● TO BE DONE: List each line of the records that contains the string "round". Matching is case-sensitive.

● MATERIALS PROVIDED:
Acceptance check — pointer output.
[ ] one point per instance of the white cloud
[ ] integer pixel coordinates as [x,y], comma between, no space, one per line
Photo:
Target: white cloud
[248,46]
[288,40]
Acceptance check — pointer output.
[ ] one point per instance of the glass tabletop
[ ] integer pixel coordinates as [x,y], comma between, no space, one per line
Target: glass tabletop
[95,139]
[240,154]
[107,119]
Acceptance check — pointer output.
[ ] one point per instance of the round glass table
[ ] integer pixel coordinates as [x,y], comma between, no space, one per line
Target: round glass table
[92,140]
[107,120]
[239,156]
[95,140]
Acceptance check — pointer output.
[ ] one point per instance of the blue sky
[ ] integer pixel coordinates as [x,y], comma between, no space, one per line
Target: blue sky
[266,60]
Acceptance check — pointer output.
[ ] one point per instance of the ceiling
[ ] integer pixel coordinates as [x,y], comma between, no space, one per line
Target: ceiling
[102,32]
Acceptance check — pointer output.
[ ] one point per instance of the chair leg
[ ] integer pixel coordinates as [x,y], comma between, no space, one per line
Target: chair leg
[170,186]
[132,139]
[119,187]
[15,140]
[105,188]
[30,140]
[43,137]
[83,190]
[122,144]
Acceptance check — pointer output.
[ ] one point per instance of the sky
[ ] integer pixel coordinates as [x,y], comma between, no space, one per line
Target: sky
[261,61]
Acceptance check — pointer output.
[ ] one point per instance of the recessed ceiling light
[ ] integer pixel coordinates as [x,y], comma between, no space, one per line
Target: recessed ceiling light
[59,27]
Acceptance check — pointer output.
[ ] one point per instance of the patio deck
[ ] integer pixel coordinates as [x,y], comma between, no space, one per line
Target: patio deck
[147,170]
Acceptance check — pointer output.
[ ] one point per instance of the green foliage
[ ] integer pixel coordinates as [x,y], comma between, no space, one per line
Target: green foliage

● TASK SOLUTION:
[ ] one point per instance of the round glass table
Target: round glass table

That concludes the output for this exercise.